→ Your goal
Write the entries below out again without a single difference.

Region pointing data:
_ _ _ _ _

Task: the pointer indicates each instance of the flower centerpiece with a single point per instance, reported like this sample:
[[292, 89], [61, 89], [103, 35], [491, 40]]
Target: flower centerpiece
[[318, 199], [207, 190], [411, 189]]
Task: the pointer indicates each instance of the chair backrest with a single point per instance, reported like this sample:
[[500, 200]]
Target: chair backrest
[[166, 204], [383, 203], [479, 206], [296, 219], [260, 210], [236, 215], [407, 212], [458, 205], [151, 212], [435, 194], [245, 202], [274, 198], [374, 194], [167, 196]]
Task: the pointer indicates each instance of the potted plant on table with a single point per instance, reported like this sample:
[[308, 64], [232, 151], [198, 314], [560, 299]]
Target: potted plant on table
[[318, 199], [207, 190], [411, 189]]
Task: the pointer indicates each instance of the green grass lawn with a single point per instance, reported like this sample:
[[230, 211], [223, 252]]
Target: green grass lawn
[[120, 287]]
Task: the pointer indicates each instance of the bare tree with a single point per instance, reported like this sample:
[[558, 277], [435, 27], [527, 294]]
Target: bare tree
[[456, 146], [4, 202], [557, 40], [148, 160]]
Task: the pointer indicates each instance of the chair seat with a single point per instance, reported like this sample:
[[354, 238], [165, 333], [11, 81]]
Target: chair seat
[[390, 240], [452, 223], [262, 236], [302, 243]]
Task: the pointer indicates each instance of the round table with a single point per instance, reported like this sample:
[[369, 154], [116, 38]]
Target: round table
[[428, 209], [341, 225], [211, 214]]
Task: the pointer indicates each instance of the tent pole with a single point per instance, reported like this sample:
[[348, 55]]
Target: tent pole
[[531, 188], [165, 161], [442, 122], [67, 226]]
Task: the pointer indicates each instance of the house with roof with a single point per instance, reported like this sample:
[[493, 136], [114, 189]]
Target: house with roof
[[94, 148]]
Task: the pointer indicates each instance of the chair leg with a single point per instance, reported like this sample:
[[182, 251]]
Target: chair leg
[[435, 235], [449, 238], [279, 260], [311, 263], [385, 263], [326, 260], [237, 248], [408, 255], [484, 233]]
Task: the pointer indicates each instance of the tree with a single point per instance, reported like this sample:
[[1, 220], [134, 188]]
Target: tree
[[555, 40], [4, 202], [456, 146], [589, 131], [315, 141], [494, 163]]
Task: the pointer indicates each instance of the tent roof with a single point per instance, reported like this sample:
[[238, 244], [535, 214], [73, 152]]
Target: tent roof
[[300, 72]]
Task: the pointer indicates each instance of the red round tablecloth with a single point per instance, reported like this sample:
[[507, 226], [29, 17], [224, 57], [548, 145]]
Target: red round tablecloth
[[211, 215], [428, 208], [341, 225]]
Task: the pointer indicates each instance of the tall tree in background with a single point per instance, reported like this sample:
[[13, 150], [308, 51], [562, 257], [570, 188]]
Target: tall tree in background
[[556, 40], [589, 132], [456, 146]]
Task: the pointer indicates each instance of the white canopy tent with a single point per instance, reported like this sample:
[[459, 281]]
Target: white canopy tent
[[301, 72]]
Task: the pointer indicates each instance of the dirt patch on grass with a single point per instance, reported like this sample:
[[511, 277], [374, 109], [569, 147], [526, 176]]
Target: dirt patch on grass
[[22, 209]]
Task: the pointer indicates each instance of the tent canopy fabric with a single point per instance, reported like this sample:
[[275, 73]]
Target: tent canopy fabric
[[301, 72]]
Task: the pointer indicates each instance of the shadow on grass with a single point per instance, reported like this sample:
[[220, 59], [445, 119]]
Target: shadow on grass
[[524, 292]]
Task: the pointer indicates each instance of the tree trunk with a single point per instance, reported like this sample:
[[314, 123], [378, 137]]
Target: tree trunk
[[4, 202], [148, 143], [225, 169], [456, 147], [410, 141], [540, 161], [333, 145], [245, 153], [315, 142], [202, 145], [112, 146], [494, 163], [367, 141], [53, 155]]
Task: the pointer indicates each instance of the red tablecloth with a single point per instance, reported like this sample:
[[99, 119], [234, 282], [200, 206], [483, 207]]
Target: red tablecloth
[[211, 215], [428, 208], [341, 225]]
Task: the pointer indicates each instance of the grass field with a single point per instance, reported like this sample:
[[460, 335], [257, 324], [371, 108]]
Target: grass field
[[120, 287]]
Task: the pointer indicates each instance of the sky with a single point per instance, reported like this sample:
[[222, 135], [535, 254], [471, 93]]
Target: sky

_ _ _ _ _

→ Solution for this task
Task: the pointer indicates each instance of the flower centerpiece with a single point per instance, reported like this sample:
[[292, 89], [61, 89], [103, 35], [491, 40]]
Target: flower centerpiece
[[318, 199], [207, 190], [411, 189]]
Task: the pointer indicates each instance of the chair backrest with a single point per instance, reported like this sample:
[[500, 200]]
Target: chair backrest
[[166, 204], [383, 203], [479, 206], [296, 219], [260, 210], [236, 215], [407, 212], [458, 205], [151, 212], [435, 194], [245, 202], [274, 198], [374, 194], [167, 196]]
Task: the pointer indicates each instance of the potted plant on table with a single point per instance, reported like this sample:
[[308, 64], [232, 151], [198, 314], [560, 299]]
Target: potted plant on table
[[318, 199], [207, 190], [411, 189]]
Task: the pointer indicates each instance of the green grass lawn with a single point per instance, reported like this sample:
[[230, 211], [223, 252]]
Target: green grass lawn
[[120, 287]]
Task: the pointer indicates each instance of the bare tree with a single point per instance, reported like this sample:
[[558, 277], [435, 27], [527, 294]]
Target: bare tree
[[456, 146], [4, 202], [557, 40], [148, 160]]
Task: the pointer indicates each instance of the chair seat with a single point per instance, reported like this sample:
[[354, 238], [165, 333], [11, 81]]
Target: chair seat
[[390, 240], [452, 223], [262, 236], [302, 243]]
Task: the pointer indicates each instance of the round table with a single point per instance, reported like this sample:
[[369, 154], [116, 38]]
Target: round table
[[428, 209], [341, 225], [211, 214]]
Task: the pointer indicates each instance of the tent pole with a single point per instance, reported like this sample:
[[348, 55]]
Target: tent pole
[[531, 188], [165, 161], [442, 122], [67, 226]]
Task: the pointer indicates each instance of the house with roof with a single point per instance, reported like this sample:
[[493, 136], [114, 189]]
Target: house with roof
[[94, 148]]
Task: the pointer indicates each instance of the chair leg with a single point per instance, reported like this sample:
[[182, 251]]
Target: chair leg
[[435, 235], [449, 238], [279, 260], [311, 263], [385, 263], [326, 260], [237, 248], [408, 255], [484, 233]]
Task: the pointer indicates each instance of the tree with a single point per instance, reported like this sample:
[[1, 220], [134, 188]]
Target: tree
[[555, 40], [4, 202], [456, 146], [589, 131], [315, 141], [494, 163]]
Task: the pointer indicates each instance of the tent roof with a single point per instance, reported like this sample:
[[238, 244], [535, 214], [73, 152]]
Target: tent roof
[[300, 72]]
Task: the pointer indicates each instance of the red round tablecloth with a single point per instance, reported like this sample:
[[507, 226], [29, 17], [224, 57], [548, 145]]
Target: red round tablecloth
[[211, 215], [428, 208], [341, 225]]
Task: the pointer indicates each instance of the tall tree in background with a single point per instance, reported like this sample:
[[13, 150], [308, 51], [562, 257], [570, 188]]
Target: tall tree in background
[[556, 40], [589, 132], [456, 146]]
Task: the pointer indicates each instance of the white canopy tent with a single point per instance, reported like this sample:
[[459, 281]]
Target: white canopy tent
[[301, 72]]
Task: the pointer indicates each instance of the dirt patch on grass with a single point per instance, reported like this sample:
[[511, 277], [374, 109], [569, 147], [526, 176]]
Target: dirt patch on grass
[[22, 209]]
Task: the pointer indicates each instance of the tent canopy fabric with a single point per instance, reported like this sample:
[[275, 73]]
Target: tent canopy fabric
[[301, 72]]
Task: the pointer indicates each instance of the shadow on grass with a single point per instance, reported like this sample:
[[220, 59], [445, 119]]
Target: shadow on grass
[[524, 292]]
Task: the pointer indicates each instance of the tree trunk with a single point per instance, reported like this sample:
[[314, 123], [378, 137]]
Target: tree trunk
[[4, 202], [148, 143], [225, 169], [456, 147], [410, 141], [540, 161], [333, 145], [245, 153], [315, 142], [202, 145], [112, 146], [494, 163], [367, 141], [53, 155]]
Task: the pointer indicates each instance of the red tablecloth with a single point per instance, reported like this sample:
[[99, 119], [234, 282], [200, 206], [483, 207]]
Target: red tablecloth
[[211, 215], [428, 208], [341, 225]]
Task: the pointer indicates each instance of the grass field with a single point per instance, reported like this sample:
[[460, 335], [257, 324], [371, 108]]
Target: grass field
[[120, 287]]
Task: the pointer indicates each instance of the sky with a single point per instance, reported like this sample:
[[222, 135], [535, 254], [471, 93]]
Target: sky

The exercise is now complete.